ACTIVITY
Only one number is wanted here: how many lines of the data hold "street".

=-=-=-=-=

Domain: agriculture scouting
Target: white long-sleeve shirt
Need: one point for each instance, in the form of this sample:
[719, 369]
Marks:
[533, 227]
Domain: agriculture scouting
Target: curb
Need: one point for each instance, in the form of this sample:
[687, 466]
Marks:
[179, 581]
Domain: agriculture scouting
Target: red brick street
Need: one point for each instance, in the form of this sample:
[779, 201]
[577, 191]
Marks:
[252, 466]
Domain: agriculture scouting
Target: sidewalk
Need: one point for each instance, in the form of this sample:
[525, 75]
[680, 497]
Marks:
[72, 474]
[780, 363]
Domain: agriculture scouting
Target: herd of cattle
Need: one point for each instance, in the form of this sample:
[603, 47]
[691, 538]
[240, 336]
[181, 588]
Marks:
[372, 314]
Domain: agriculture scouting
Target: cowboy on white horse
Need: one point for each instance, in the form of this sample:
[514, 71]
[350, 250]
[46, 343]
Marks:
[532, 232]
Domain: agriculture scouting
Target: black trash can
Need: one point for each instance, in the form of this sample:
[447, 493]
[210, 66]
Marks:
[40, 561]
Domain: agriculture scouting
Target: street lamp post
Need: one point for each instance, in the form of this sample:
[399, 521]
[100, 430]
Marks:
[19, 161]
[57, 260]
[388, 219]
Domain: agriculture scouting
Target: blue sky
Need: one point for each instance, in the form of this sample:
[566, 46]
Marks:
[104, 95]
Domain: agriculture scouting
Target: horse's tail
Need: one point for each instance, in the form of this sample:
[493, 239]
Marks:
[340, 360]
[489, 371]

=-=-=-=-=

RESULT OF THIS EXERCISE
2